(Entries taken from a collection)
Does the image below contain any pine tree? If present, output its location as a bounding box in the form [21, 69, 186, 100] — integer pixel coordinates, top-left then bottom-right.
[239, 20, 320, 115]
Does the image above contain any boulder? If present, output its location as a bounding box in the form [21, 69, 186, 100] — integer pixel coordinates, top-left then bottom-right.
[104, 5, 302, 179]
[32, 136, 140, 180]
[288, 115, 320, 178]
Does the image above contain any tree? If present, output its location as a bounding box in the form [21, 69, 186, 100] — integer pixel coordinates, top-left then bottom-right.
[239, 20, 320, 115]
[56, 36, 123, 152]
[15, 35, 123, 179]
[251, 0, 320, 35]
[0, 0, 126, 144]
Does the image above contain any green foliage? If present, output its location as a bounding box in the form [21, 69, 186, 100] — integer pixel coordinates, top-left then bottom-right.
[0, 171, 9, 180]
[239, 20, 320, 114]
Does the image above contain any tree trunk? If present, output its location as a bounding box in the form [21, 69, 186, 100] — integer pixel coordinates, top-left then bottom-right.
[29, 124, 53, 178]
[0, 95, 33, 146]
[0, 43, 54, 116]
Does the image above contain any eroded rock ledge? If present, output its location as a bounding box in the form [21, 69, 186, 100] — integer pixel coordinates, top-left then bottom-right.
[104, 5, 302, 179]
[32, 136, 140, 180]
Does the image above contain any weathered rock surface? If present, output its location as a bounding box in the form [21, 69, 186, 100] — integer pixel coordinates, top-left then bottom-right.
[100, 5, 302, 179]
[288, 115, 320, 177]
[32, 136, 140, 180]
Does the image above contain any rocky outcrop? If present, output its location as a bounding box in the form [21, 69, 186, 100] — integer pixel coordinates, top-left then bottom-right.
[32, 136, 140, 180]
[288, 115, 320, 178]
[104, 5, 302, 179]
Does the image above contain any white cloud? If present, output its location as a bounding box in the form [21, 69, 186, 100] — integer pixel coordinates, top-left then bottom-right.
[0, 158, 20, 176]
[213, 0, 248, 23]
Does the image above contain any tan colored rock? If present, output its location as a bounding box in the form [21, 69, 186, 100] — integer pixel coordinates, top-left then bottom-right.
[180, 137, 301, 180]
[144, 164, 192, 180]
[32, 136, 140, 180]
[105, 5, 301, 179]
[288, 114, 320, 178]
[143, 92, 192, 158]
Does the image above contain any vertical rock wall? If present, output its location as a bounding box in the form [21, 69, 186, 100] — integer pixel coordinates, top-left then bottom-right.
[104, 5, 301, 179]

Required task: Rewrite the whole listing above, swapping every "bounding box" for "enclosing rectangle" and keeping everything else the same.

Answer for the task:
Does the image below contain any pine tree? If present, output its location as a enclosing rectangle in the form [21, 69, 186, 100] — integer pixel coordinates, top-left then bottom-right.
[239, 20, 320, 115]
Does the image above contain any boulder? If present, output its location as a enclosing rectangle in the form [21, 69, 186, 100] — integer pixel coordinates, top-left then bottom-right.
[104, 5, 302, 179]
[32, 136, 140, 180]
[288, 115, 320, 178]
Does the image above contain any tree? If present, output its location as a enclosing rectangle in the form [21, 69, 186, 100] — integer pixel coordinates, top-left then bottom-right.
[239, 20, 320, 115]
[56, 36, 123, 152]
[15, 35, 123, 179]
[251, 0, 320, 35]
[0, 0, 126, 144]
Does the image above contain any green foliage? If present, output its location as a enclosing rectangle in the form [21, 69, 186, 100] — integer pixel coordinates, top-left then bottom-right.
[0, 171, 9, 180]
[239, 20, 320, 114]
Does the image above contain any tree trunk? If present, output its location as a enclosing rectangle in the form [21, 69, 186, 100] — integer pixel coordinates, top-left then bottom-right.
[29, 124, 53, 178]
[0, 95, 33, 146]
[0, 43, 54, 116]
Does the image above contain any eroded rock ledge? If present, output its location as a enclosing rectangle in the form [21, 69, 186, 100] — integer pixel coordinates, top-left then bottom-right.
[104, 5, 302, 179]
[32, 136, 140, 180]
Does the image above contain any weathered rock surface? If present, output its location as a enclosing rectangle in the form [21, 69, 186, 100] — integer pixel coordinates, top-left then bottom-right.
[100, 5, 302, 179]
[288, 115, 320, 177]
[32, 136, 140, 180]
Does the image above contain any rocky outcrop? If present, output its location as a enclosing rectangle in the form [21, 69, 186, 100] — integer pixel coordinates, top-left then bottom-right.
[32, 136, 140, 180]
[288, 115, 320, 178]
[104, 5, 302, 179]
Does the image above contain any white cloud? If present, output its location as a enclosing rectangle in the form [21, 69, 186, 100] — integer pixel coordinates, top-left then bottom-right.
[0, 158, 20, 176]
[213, 0, 248, 23]
Does the image above contain any tan colored rock? If present, output its location as a enclosing rectangle in the form [21, 69, 186, 100] — integer pixel coordinates, top-left then bottom-right.
[180, 137, 301, 180]
[144, 164, 192, 180]
[32, 136, 140, 180]
[105, 5, 301, 179]
[288, 114, 320, 178]
[143, 92, 192, 158]
Does the image above contain any vertical rock wall? If present, output its location as a enclosing rectangle in the form [21, 69, 186, 100] — integer pixel coordinates, top-left then bottom-right.
[104, 5, 301, 179]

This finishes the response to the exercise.